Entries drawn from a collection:
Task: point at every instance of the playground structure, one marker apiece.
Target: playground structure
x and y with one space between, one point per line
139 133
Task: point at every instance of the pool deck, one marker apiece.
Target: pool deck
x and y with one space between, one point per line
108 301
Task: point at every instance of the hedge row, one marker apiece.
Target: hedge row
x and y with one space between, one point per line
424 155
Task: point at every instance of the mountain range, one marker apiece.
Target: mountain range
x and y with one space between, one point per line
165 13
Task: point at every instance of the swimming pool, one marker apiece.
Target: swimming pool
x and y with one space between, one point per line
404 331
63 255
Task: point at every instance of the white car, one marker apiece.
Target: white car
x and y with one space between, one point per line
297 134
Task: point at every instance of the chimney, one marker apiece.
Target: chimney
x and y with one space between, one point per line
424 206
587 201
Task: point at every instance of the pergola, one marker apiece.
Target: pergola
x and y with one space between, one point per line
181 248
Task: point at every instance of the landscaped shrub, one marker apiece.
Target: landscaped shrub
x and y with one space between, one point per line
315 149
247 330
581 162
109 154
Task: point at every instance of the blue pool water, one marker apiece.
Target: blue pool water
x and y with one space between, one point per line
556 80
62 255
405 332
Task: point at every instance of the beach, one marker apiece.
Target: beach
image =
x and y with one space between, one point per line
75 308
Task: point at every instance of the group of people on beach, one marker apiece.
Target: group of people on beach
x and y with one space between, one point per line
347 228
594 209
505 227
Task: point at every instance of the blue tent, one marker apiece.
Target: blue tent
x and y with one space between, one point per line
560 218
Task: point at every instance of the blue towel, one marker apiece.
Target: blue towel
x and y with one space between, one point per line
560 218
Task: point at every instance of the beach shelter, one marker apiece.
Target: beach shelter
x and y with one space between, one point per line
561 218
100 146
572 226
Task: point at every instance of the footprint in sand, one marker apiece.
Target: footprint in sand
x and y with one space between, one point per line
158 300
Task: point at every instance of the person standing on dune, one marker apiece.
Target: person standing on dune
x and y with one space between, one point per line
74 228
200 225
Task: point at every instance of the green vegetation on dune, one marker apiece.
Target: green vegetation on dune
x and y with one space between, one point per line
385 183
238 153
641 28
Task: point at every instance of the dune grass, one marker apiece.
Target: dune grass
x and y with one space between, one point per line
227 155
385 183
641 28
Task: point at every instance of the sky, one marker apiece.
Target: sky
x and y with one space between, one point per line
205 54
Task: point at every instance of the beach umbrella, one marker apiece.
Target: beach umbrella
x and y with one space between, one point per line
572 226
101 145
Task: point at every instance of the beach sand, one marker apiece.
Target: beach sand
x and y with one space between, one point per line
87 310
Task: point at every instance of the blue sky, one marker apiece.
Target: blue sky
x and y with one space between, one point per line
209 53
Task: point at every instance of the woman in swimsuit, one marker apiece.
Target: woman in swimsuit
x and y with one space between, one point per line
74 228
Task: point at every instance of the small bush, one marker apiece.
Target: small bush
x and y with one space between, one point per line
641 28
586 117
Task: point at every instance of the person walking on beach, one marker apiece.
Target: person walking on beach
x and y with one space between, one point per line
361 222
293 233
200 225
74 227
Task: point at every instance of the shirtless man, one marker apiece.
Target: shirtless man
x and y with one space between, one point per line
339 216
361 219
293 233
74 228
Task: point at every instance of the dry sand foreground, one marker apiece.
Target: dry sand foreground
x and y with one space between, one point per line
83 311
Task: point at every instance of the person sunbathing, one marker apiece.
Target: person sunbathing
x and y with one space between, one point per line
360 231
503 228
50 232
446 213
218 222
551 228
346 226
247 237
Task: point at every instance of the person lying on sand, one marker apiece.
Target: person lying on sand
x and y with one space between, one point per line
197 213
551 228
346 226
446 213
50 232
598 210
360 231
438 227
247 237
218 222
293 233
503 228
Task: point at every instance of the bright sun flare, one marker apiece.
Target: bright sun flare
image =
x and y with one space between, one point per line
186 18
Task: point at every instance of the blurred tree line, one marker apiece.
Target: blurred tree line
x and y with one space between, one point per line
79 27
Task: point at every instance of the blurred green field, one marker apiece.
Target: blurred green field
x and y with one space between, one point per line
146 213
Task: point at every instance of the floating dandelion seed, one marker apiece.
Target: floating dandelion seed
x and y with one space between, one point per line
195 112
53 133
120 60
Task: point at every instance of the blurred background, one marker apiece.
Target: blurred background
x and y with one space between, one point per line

### [Given exercise]
Copy out the records word for word from the line containing "Task: point at every instance of the floating" through the end of the records, inclusive.

### [Output]
Task: point at every instance of the floating dandelion seed, one marker apiece.
Target: floating dandelion seed
x and y with one space between, one point per line
195 112
53 133
120 60
Task: point at every instance of the blurred background, one marker apiece.
Target: blurred background
x and y with one space between, one point per line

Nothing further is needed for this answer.